作業指示:
以下の記録から、文字列「steel」を含む行をすべて返してください。
┌────────
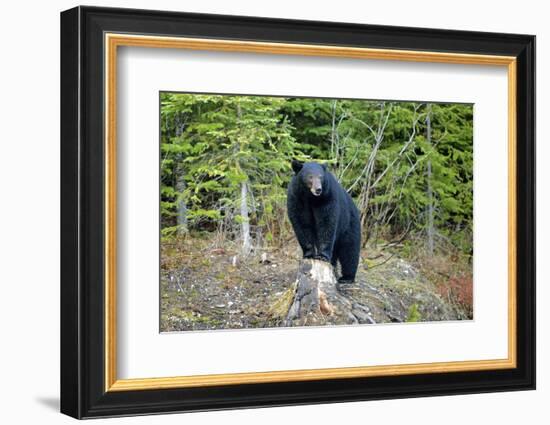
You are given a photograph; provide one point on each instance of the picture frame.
(90, 39)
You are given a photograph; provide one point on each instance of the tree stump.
(317, 299)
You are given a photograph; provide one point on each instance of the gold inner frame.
(113, 41)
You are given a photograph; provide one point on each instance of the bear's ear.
(297, 166)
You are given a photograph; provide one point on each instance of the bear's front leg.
(326, 221)
(302, 222)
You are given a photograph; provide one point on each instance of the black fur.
(325, 219)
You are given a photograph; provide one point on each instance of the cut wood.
(316, 298)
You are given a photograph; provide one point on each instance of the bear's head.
(311, 175)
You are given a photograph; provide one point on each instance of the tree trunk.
(316, 299)
(245, 224)
(180, 204)
(430, 218)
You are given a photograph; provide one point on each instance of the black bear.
(324, 218)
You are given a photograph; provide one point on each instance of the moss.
(414, 315)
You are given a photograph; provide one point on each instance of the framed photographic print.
(261, 212)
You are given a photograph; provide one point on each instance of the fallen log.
(316, 298)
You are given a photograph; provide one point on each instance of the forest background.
(225, 162)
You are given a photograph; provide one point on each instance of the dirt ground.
(206, 288)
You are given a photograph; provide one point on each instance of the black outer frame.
(82, 212)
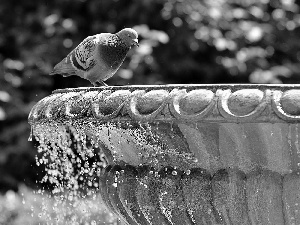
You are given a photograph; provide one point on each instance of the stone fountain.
(181, 154)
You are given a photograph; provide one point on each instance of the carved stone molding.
(193, 154)
(207, 103)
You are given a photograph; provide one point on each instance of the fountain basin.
(194, 154)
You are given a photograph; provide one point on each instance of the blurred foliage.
(181, 41)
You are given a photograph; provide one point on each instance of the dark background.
(181, 41)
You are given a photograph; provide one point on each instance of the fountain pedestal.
(195, 154)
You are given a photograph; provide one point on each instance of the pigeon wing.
(78, 60)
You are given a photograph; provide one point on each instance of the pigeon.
(98, 57)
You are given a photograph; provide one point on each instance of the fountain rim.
(213, 103)
(181, 86)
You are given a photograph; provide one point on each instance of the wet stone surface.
(171, 196)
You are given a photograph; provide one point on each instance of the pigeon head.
(128, 36)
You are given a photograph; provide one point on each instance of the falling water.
(73, 158)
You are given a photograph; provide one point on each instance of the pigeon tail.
(63, 68)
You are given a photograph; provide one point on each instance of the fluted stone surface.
(195, 154)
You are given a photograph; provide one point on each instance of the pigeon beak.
(135, 42)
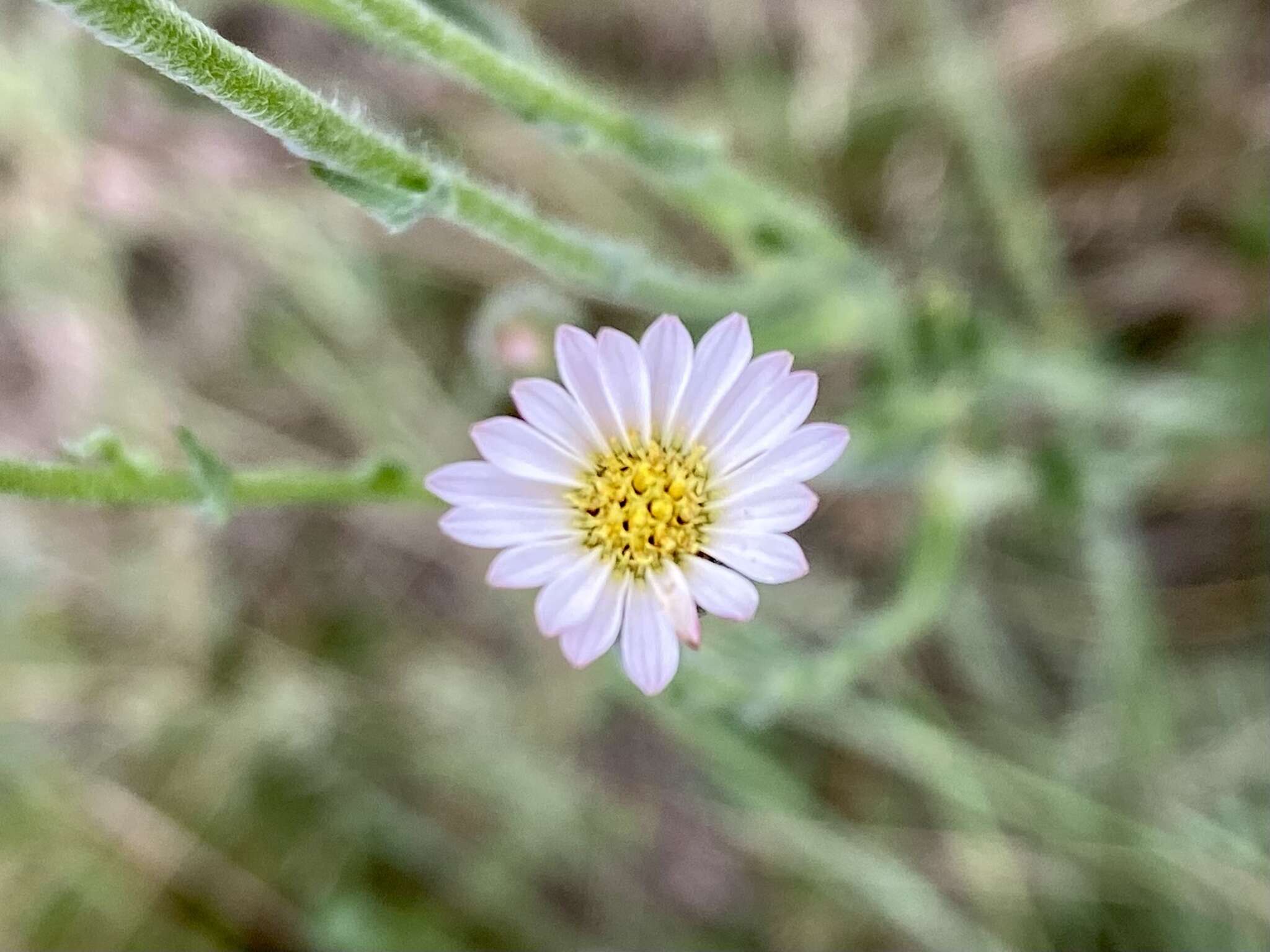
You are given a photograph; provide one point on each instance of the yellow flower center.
(644, 505)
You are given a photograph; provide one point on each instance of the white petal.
(515, 447)
(746, 394)
(477, 483)
(718, 362)
(499, 526)
(774, 509)
(763, 557)
(572, 596)
(808, 452)
(534, 564)
(672, 592)
(651, 653)
(621, 366)
(578, 363)
(721, 591)
(781, 412)
(582, 644)
(548, 407)
(667, 350)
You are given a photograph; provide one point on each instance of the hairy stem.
(190, 52)
(125, 485)
(746, 213)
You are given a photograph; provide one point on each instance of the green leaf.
(397, 209)
(213, 478)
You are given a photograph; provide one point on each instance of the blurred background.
(1021, 701)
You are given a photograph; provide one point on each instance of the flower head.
(655, 480)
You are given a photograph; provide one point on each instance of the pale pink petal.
(651, 653)
(779, 508)
(746, 394)
(667, 350)
(500, 526)
(763, 557)
(572, 596)
(549, 408)
(477, 483)
(582, 644)
(808, 452)
(534, 564)
(718, 362)
(672, 592)
(578, 363)
(515, 447)
(721, 591)
(621, 366)
(781, 412)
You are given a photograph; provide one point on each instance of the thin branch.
(376, 169)
(126, 485)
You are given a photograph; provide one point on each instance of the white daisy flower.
(655, 480)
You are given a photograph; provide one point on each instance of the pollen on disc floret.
(643, 503)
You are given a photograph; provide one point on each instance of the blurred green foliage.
(1020, 702)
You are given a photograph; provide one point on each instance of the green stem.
(190, 52)
(135, 487)
(535, 97)
(747, 213)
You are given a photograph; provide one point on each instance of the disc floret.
(643, 503)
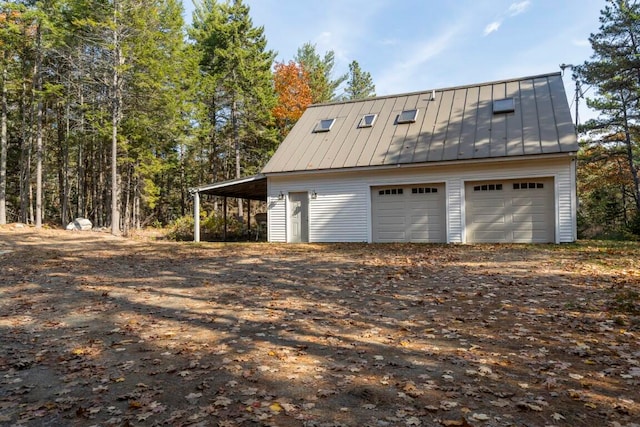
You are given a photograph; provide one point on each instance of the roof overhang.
(251, 187)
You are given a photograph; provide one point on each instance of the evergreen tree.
(614, 70)
(237, 87)
(360, 84)
(319, 71)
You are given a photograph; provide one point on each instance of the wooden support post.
(224, 208)
(196, 216)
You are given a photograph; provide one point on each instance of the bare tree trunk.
(39, 112)
(629, 155)
(115, 121)
(25, 156)
(3, 146)
(236, 146)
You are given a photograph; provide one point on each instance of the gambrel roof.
(510, 118)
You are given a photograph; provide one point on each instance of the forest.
(112, 109)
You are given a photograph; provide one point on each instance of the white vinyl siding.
(342, 210)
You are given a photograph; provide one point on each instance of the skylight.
(506, 105)
(367, 120)
(408, 116)
(324, 125)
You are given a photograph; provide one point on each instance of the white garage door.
(519, 211)
(409, 213)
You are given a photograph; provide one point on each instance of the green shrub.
(181, 229)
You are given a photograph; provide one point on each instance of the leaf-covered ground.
(105, 331)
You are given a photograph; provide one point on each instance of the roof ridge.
(350, 101)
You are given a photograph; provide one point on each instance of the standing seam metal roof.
(459, 124)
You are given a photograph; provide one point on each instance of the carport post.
(196, 216)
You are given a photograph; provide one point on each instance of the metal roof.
(457, 123)
(251, 187)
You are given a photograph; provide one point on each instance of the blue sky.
(415, 45)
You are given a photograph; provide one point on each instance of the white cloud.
(492, 27)
(409, 72)
(581, 43)
(518, 8)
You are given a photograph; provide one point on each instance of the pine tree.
(319, 71)
(614, 71)
(238, 86)
(360, 84)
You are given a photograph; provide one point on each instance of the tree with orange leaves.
(294, 95)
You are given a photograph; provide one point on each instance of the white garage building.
(490, 162)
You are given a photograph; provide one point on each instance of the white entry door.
(298, 217)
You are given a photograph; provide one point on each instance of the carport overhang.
(250, 188)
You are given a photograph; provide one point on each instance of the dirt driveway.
(105, 331)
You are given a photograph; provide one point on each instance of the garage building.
(489, 162)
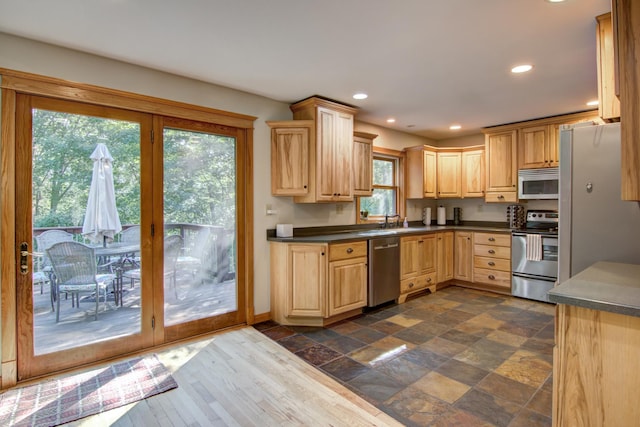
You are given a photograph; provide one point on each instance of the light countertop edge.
(354, 235)
(605, 286)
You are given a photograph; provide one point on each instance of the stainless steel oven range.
(534, 256)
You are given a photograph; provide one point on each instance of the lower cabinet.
(444, 267)
(311, 284)
(463, 256)
(418, 258)
(492, 260)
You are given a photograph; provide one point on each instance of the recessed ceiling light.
(522, 68)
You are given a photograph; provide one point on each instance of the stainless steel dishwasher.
(384, 270)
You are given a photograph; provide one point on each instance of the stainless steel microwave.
(538, 183)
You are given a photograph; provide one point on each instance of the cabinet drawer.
(494, 239)
(492, 277)
(501, 197)
(340, 251)
(492, 263)
(492, 251)
(416, 283)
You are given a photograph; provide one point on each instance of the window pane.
(382, 202)
(383, 172)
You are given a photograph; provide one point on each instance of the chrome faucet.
(391, 225)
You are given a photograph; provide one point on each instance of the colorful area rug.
(66, 399)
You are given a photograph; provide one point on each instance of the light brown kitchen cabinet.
(473, 173)
(444, 267)
(347, 277)
(492, 260)
(331, 150)
(463, 256)
(290, 141)
(317, 284)
(626, 17)
(609, 104)
(417, 264)
(538, 147)
(421, 173)
(501, 166)
(363, 163)
(449, 171)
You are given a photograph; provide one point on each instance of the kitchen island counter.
(605, 286)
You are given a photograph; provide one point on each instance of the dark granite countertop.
(606, 286)
(350, 233)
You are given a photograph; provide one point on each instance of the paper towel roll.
(442, 215)
(426, 216)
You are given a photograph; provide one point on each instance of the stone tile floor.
(459, 357)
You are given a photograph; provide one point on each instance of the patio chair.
(172, 248)
(44, 241)
(75, 271)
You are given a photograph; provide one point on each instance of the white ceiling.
(427, 63)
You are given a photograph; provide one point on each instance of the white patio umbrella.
(101, 220)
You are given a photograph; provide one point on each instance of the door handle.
(24, 254)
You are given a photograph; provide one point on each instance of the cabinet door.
(409, 263)
(463, 258)
(429, 176)
(473, 173)
(444, 268)
(449, 173)
(501, 162)
(362, 164)
(308, 270)
(290, 160)
(343, 155)
(553, 146)
(347, 285)
(533, 148)
(426, 254)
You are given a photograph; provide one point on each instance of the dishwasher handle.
(388, 246)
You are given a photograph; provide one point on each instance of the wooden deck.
(78, 327)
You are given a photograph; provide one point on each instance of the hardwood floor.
(243, 378)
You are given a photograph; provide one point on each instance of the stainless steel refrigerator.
(595, 224)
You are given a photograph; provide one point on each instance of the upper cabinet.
(609, 105)
(538, 147)
(501, 165)
(626, 17)
(290, 141)
(473, 173)
(449, 167)
(363, 163)
(421, 173)
(434, 173)
(320, 141)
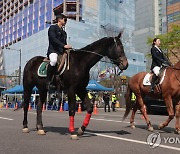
└────────
解答:
You are given a photograph; provide one point on each instance of the stainless steel oven range.
You are given a photograph; provide one point on each instance of the stainless steel dishwasher.
You are given a photograph; provide one point on each instance of the stainless steel microwave.
You are given a photograph; provide one point on each instance of the stainless steel refrigerator.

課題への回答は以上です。